* _WHAT YOU SHOULD DO_
Stop after the line holding "Return the mask of every instance of the <item>railing". Repeat exactly every line before it in the records below, that line too, and leave out the pictures.

• • • • •

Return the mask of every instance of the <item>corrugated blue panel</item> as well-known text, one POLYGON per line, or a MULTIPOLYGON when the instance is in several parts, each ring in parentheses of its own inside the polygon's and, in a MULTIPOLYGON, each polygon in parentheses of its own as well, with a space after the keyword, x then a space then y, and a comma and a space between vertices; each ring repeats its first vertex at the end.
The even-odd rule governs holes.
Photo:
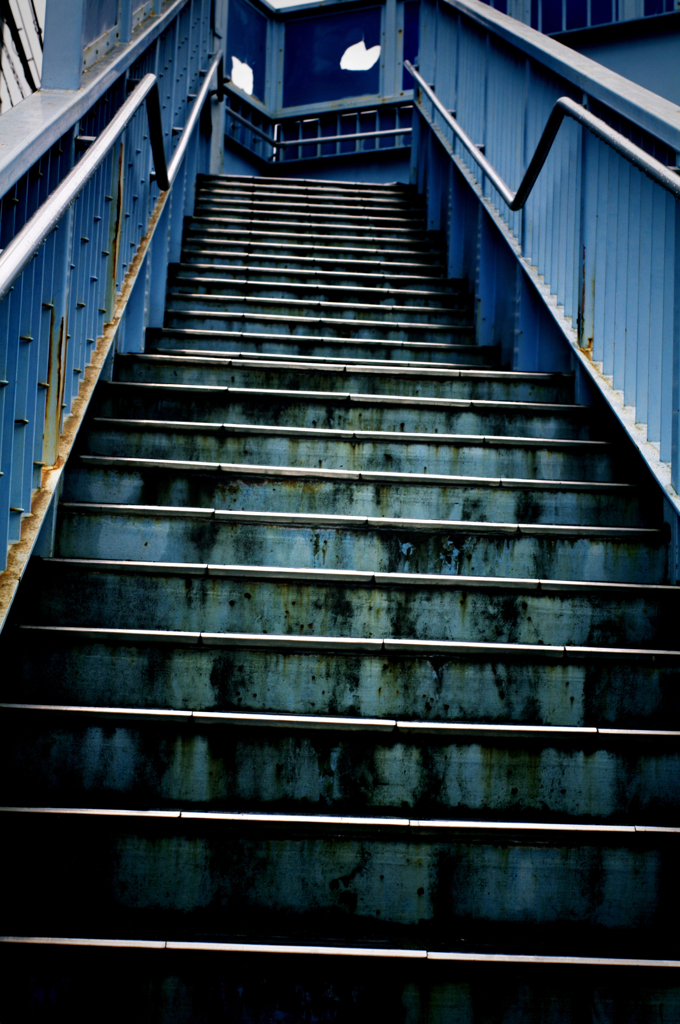
POLYGON ((340 67, 340 60, 356 43, 363 41, 367 50, 380 45, 380 20, 381 9, 372 7, 367 11, 289 22, 284 52, 284 107, 376 95, 380 90, 380 61, 367 71, 347 71, 340 67))

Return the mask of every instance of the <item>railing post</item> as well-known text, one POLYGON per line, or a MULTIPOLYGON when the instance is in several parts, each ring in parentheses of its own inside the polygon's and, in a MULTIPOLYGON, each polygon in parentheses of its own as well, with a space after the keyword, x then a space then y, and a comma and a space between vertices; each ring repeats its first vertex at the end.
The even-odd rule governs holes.
POLYGON ((118 40, 129 43, 132 38, 132 0, 118 0, 118 40))
POLYGON ((79 89, 87 0, 47 0, 43 89, 79 89))
POLYGON ((680 200, 675 202, 673 247, 673 421, 671 483, 680 492, 680 200))

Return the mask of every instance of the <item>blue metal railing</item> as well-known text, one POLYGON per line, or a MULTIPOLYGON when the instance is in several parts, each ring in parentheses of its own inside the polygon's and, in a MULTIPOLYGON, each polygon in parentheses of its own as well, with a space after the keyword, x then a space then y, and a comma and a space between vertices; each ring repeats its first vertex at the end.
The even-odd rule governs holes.
MULTIPOLYGON (((166 4, 81 90, 54 94, 58 116, 0 167, 0 570, 107 352, 141 350, 146 324, 162 322, 167 264, 196 172, 209 169, 199 115, 213 91, 212 45, 209 0, 166 4), (155 160, 137 102, 149 88, 155 160)), ((49 92, 38 94, 12 111, 18 131, 36 118, 34 100, 52 115, 49 92)))
POLYGON ((226 86, 226 139, 264 163, 291 163, 408 149, 411 103, 380 103, 274 118, 226 86))
POLYGON ((478 0, 423 0, 421 10, 420 74, 443 110, 420 90, 412 167, 430 227, 448 224, 449 273, 476 293, 480 342, 505 344, 516 369, 563 368, 563 343, 540 336, 536 310, 549 313, 680 511, 680 204, 664 170, 680 150, 675 107, 478 0), (602 130, 554 123, 517 209, 503 183, 519 187, 560 97, 602 130), (653 158, 656 179, 615 135, 653 158), (463 223, 474 223, 471 241, 460 240, 463 223), (500 280, 513 266, 516 286, 500 280))

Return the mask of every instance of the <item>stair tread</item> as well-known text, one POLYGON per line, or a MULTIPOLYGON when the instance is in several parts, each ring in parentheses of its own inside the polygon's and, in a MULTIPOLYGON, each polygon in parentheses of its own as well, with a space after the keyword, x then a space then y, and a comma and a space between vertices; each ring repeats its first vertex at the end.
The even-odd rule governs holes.
POLYGON ((298 650, 302 652, 328 651, 339 653, 364 653, 376 656, 415 654, 430 657, 442 656, 498 657, 498 658, 539 658, 551 663, 556 660, 623 660, 638 663, 665 660, 669 664, 680 663, 680 650, 663 650, 651 647, 584 647, 574 644, 520 644, 481 643, 463 640, 417 640, 392 637, 345 637, 312 636, 287 633, 211 633, 177 629, 130 629, 107 626, 66 626, 20 623, 22 630, 42 631, 53 636, 66 638, 82 637, 87 640, 127 640, 131 643, 156 642, 161 644, 188 644, 202 647, 242 647, 246 649, 267 648, 273 650, 298 650))
MULTIPOLYGON (((204 242, 206 244, 209 243, 210 241, 211 241, 210 239, 205 239, 204 240, 204 242)), ((191 254, 191 253, 196 253, 198 255, 200 255, 200 254, 210 255, 210 254, 214 253, 215 248, 217 247, 217 242, 213 241, 212 244, 213 244, 213 249, 201 249, 201 248, 198 248, 195 245, 192 245, 191 244, 191 240, 188 240, 187 244, 184 246, 183 255, 186 256, 187 254, 191 254)), ((278 247, 278 248, 285 248, 285 246, 283 246, 279 242, 275 243, 273 246, 270 246, 270 248, 276 248, 276 247, 278 247)), ((300 248, 304 248, 304 247, 303 246, 296 246, 296 248, 300 249, 300 248)), ((307 248, 312 250, 312 251, 314 251, 314 249, 315 249, 314 246, 308 246, 307 248)), ((250 251, 243 252, 242 250, 230 251, 229 249, 218 248, 217 249, 217 255, 219 255, 221 258, 224 258, 224 259, 245 259, 245 260, 250 260, 250 259, 253 259, 253 258, 257 259, 258 258, 258 254, 256 252, 252 251, 252 244, 249 245, 249 249, 250 249, 250 251)), ((346 251, 347 250, 345 250, 345 252, 346 251)), ((376 252, 378 252, 378 251, 379 250, 376 250, 376 252)), ((368 252, 368 250, 362 249, 361 252, 368 252)), ((285 256, 285 255, 280 255, 280 254, 277 254, 277 253, 272 253, 271 255, 266 256, 266 258, 268 260, 278 260, 279 262, 283 262, 283 261, 291 262, 292 261, 294 263, 304 263, 305 265, 328 264, 328 263, 330 263, 334 267, 337 267, 337 265, 338 265, 337 257, 334 257, 334 256, 323 256, 323 255, 319 255, 319 256, 305 256, 305 255, 301 255, 299 253, 296 253, 293 256, 285 256)), ((418 262, 408 263, 406 260, 404 260, 403 262, 395 262, 394 260, 390 261, 390 260, 372 260, 372 259, 351 259, 351 260, 348 260, 345 256, 343 256, 343 265, 345 267, 347 267, 348 265, 356 265, 358 267, 385 267, 385 268, 389 268, 393 275, 394 274, 399 274, 402 268, 404 270, 406 270, 406 271, 412 270, 412 268, 417 268, 418 272, 419 272, 419 276, 425 276, 425 277, 429 276, 434 281, 442 281, 443 280, 442 277, 438 276, 438 275, 441 274, 441 270, 442 270, 441 264, 437 264, 437 263, 433 262, 432 260, 428 260, 425 263, 422 263, 422 262, 421 263, 418 263, 418 262), (429 275, 427 274, 428 270, 432 271, 432 273, 429 274, 429 275)), ((366 271, 366 272, 370 273, 371 271, 366 271)))
MULTIPOLYGON (((146 353, 141 355, 129 356, 129 361, 145 363, 155 357, 150 356, 146 353)), ((166 359, 167 357, 163 357, 166 359)), ((170 357, 171 358, 171 357, 170 357)), ((189 357, 191 358, 191 357, 189 357)), ((197 360, 203 363, 204 360, 197 360)), ((172 363, 170 364, 172 365, 172 363)), ((209 365, 209 364, 208 364, 209 365)), ((218 362, 218 365, 219 362, 218 362)), ((257 364, 258 367, 261 364, 257 364)), ((279 368, 279 364, 275 365, 275 368, 279 368)), ((297 368, 297 367, 295 367, 297 368)), ((325 369, 325 367, 323 367, 325 369)), ((441 408, 452 408, 452 409, 480 409, 480 410, 492 410, 492 411, 508 411, 508 412, 531 412, 531 413, 545 413, 546 415, 554 414, 567 414, 574 416, 586 416, 589 415, 590 409, 586 405, 576 405, 559 402, 528 402, 528 401, 511 401, 503 399, 492 399, 492 398, 435 398, 430 396, 421 395, 382 395, 382 394, 370 394, 368 392, 352 392, 352 391, 303 391, 303 390, 287 390, 284 388, 244 388, 234 387, 227 384, 173 384, 163 382, 148 382, 148 381, 110 381, 109 387, 134 387, 134 388, 156 388, 164 390, 184 391, 190 389, 191 392, 221 392, 235 395, 243 395, 244 397, 255 397, 257 395, 266 395, 274 398, 294 398, 299 401, 305 399, 315 400, 321 399, 323 401, 338 401, 338 402, 360 402, 369 404, 394 404, 404 406, 432 406, 441 408)))
MULTIPOLYGON (((176 278, 175 281, 174 281, 173 287, 175 288, 175 290, 170 292, 170 294, 168 295, 168 298, 169 298, 169 300, 171 302, 173 300, 177 300, 177 299, 182 299, 183 301, 187 301, 189 299, 192 299, 192 300, 195 299, 195 300, 198 300, 198 301, 201 301, 201 302, 208 302, 208 303, 215 303, 215 304, 221 304, 221 303, 224 303, 224 302, 234 302, 234 303, 243 303, 244 305, 252 303, 253 305, 260 305, 260 304, 262 304, 264 306, 269 306, 269 305, 272 305, 272 306, 273 305, 277 305, 277 306, 295 306, 295 307, 303 306, 303 307, 308 308, 308 309, 324 309, 324 310, 328 309, 328 310, 331 310, 331 311, 336 310, 336 309, 351 309, 351 310, 358 310, 361 313, 370 312, 370 311, 379 311, 381 313, 382 312, 402 313, 404 315, 410 315, 410 316, 416 316, 418 313, 428 313, 428 314, 431 314, 431 315, 441 314, 442 316, 450 316, 451 314, 456 313, 456 312, 461 312, 461 313, 464 313, 464 314, 469 314, 469 312, 470 312, 469 307, 467 307, 467 306, 461 306, 461 307, 456 307, 456 306, 401 306, 401 305, 396 305, 396 304, 395 305, 387 305, 387 304, 383 305, 383 304, 378 303, 378 302, 353 302, 353 301, 349 301, 349 300, 346 301, 346 302, 334 302, 334 301, 331 301, 331 300, 328 300, 328 299, 297 299, 297 298, 295 298, 295 299, 278 299, 278 298, 269 298, 269 297, 264 296, 264 295, 262 295, 262 296, 260 296, 260 295, 258 295, 258 296, 253 296, 253 295, 211 295, 211 294, 206 294, 204 292, 191 292, 191 291, 186 291, 185 292, 185 291, 182 291, 181 289, 178 288, 178 285, 180 284, 181 280, 182 280, 181 278, 176 278)), ((194 283, 194 282, 188 282, 188 283, 194 283)), ((355 322, 357 322, 355 319, 352 319, 352 320, 348 321, 349 324, 352 324, 352 323, 355 323, 355 322)), ((416 322, 409 323, 409 327, 418 327, 418 326, 420 326, 420 325, 418 323, 416 323, 416 322)), ((430 325, 428 325, 428 326, 430 326, 430 325)))
POLYGON ((555 448, 564 450, 585 449, 602 453, 611 450, 610 441, 581 440, 571 438, 549 437, 513 437, 511 435, 493 434, 439 434, 414 433, 410 431, 331 429, 325 427, 279 427, 257 423, 214 423, 196 420, 140 420, 124 419, 115 416, 95 416, 91 423, 129 430, 169 430, 206 433, 225 433, 243 435, 263 435, 269 437, 306 437, 323 438, 338 441, 381 441, 383 444, 434 444, 434 445, 473 445, 512 448, 555 448))
POLYGON ((523 535, 538 537, 590 537, 593 539, 612 538, 622 540, 662 540, 665 531, 656 527, 640 526, 584 526, 544 525, 542 523, 490 523, 453 519, 404 519, 387 516, 342 516, 320 515, 310 512, 253 512, 246 509, 194 508, 177 505, 123 505, 107 502, 61 503, 64 513, 134 515, 135 517, 170 516, 173 518, 215 519, 224 523, 274 523, 277 525, 312 526, 331 529, 353 530, 413 530, 464 531, 465 533, 523 535))
POLYGON ((20 878, 54 850, 10 944, 677 965, 635 958, 663 949, 680 836, 661 497, 578 373, 476 343, 428 224, 396 183, 197 180, 168 326, 116 354, 8 631, 0 810, 20 878), (279 907, 305 844, 316 902, 279 907), (375 878, 399 872, 397 912, 375 878), (85 938, 41 938, 67 897, 85 938), (494 925, 480 954, 445 899, 472 942, 494 925), (605 934, 630 957, 580 955, 605 934))
POLYGON ((667 584, 598 582, 594 580, 521 579, 510 576, 458 576, 435 573, 371 572, 361 569, 313 569, 270 565, 214 565, 207 562, 144 562, 105 558, 45 558, 43 564, 53 568, 81 568, 92 572, 123 572, 144 575, 209 576, 233 579, 283 580, 287 583, 349 583, 374 587, 440 587, 450 589, 492 589, 540 591, 541 593, 576 593, 592 591, 603 596, 615 592, 621 599, 646 594, 675 597, 678 588, 667 584))
POLYGON ((348 469, 317 469, 312 466, 272 466, 254 465, 252 463, 203 462, 188 459, 145 459, 128 458, 122 455, 80 455, 81 462, 90 465, 120 465, 127 467, 156 467, 159 469, 195 470, 241 475, 298 477, 300 479, 328 479, 365 481, 368 483, 399 483, 437 486, 459 485, 469 487, 492 487, 510 490, 550 490, 550 491, 600 491, 609 493, 634 494, 638 485, 628 482, 606 480, 549 480, 516 477, 474 477, 454 476, 443 473, 401 473, 378 472, 373 470, 348 469))
POLYGON ((545 743, 556 740, 583 740, 598 737, 631 742, 654 740, 680 740, 677 729, 611 729, 598 726, 566 725, 514 725, 496 722, 419 722, 411 719, 341 717, 337 715, 267 715, 242 711, 181 710, 177 708, 102 707, 78 704, 12 704, 0 703, 5 711, 36 715, 58 715, 74 718, 121 719, 139 722, 182 722, 196 725, 226 727, 261 727, 275 729, 318 730, 350 732, 398 733, 405 736, 473 737, 489 739, 530 739, 545 743))

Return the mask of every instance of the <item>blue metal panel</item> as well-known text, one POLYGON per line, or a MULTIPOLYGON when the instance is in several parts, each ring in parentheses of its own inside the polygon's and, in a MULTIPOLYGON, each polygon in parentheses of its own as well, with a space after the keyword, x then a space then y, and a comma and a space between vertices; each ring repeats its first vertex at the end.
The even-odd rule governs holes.
MULTIPOLYGON (((418 40, 420 34, 420 0, 408 0, 404 8, 404 60, 413 64, 418 60, 418 40)), ((408 71, 402 72, 402 89, 412 89, 413 79, 408 71)))
POLYGON ((340 59, 348 47, 362 40, 367 50, 379 46, 380 25, 380 7, 288 22, 283 106, 377 95, 379 63, 367 71, 347 71, 340 67, 340 59))
POLYGON ((80 88, 86 2, 48 0, 45 9, 43 89, 80 88))
POLYGON ((83 46, 99 39, 118 21, 118 0, 87 0, 83 46))
POLYGON ((229 29, 227 35, 227 74, 231 73, 231 59, 236 57, 253 71, 253 94, 265 97, 267 73, 267 19, 246 0, 229 0, 229 29))

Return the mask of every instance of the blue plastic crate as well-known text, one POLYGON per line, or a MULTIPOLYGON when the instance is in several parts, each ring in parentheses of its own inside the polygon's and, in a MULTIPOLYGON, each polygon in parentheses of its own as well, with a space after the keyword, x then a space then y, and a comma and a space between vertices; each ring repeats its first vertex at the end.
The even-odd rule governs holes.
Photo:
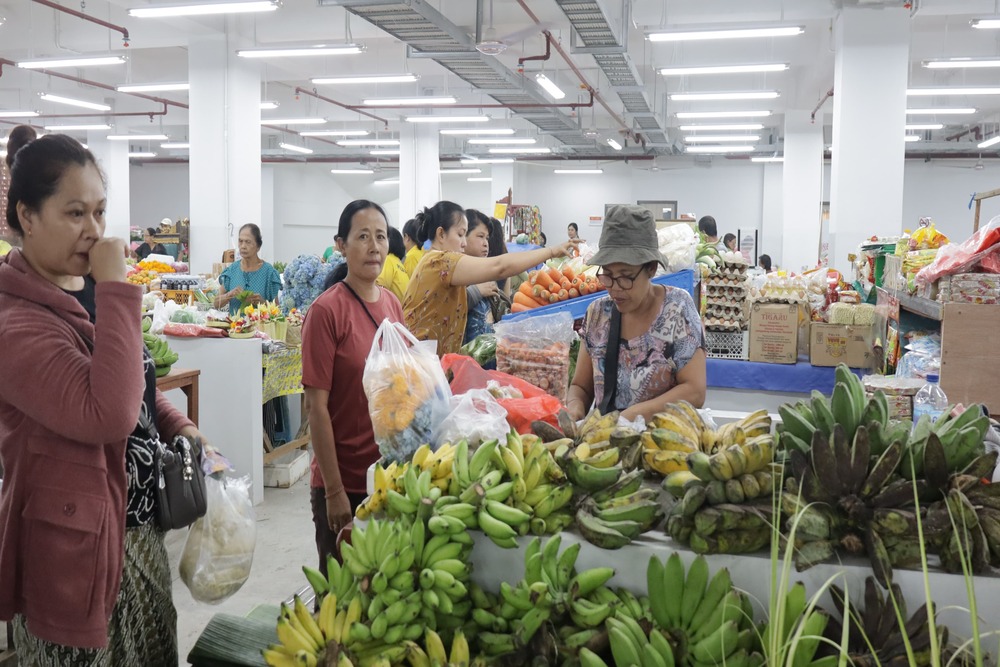
MULTIPOLYGON (((690 294, 692 299, 694 298, 694 271, 691 269, 685 269, 684 271, 678 271, 677 273, 668 273, 663 276, 656 276, 653 278, 653 282, 657 285, 677 287, 690 294)), ((527 310, 523 313, 510 313, 503 318, 503 321, 516 322, 517 320, 525 317, 538 317, 540 315, 552 315, 553 313, 562 312, 568 312, 573 316, 574 320, 580 320, 587 314, 587 308, 590 307, 590 304, 606 294, 607 292, 597 292, 596 294, 578 296, 575 299, 554 303, 551 306, 539 306, 538 308, 532 308, 531 310, 527 310)))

• • • • •

* _SOLUTION FOR THIS TASK_
Return the mask of every instance of the <item>corrugated blue panel</item> as well-known text, one POLYGON per line, or a MULTIPOLYGON when the instance is in several parts, each ring in parentheses of its own inside the polygon's and, in a MULTIPOLYGON, each polygon in parentheses of its own as well, with a space after the keyword, x then a space then y, and a comma and a space between vertices; each ring repeats its first vertex at the end.
The even-odd rule governs holes.
Photo:
POLYGON ((340 67, 340 60, 356 43, 363 41, 367 50, 380 45, 380 20, 381 9, 372 7, 367 11, 289 22, 284 52, 284 107, 376 95, 380 90, 380 61, 367 71, 347 71, 340 67))

Return the mask of every instance of the <item>railing post</item> as well-known text, one POLYGON per line, or a MULTIPOLYGON when the instance is in several parts, each ring in parentheses of its own inside the polygon's and, in a MULTIPOLYGON, each polygon in parentheses of its own as well, with a space after the keyword, x then a space then y, and a comma and a space between vertices; each ring repeats its first vertex at the end.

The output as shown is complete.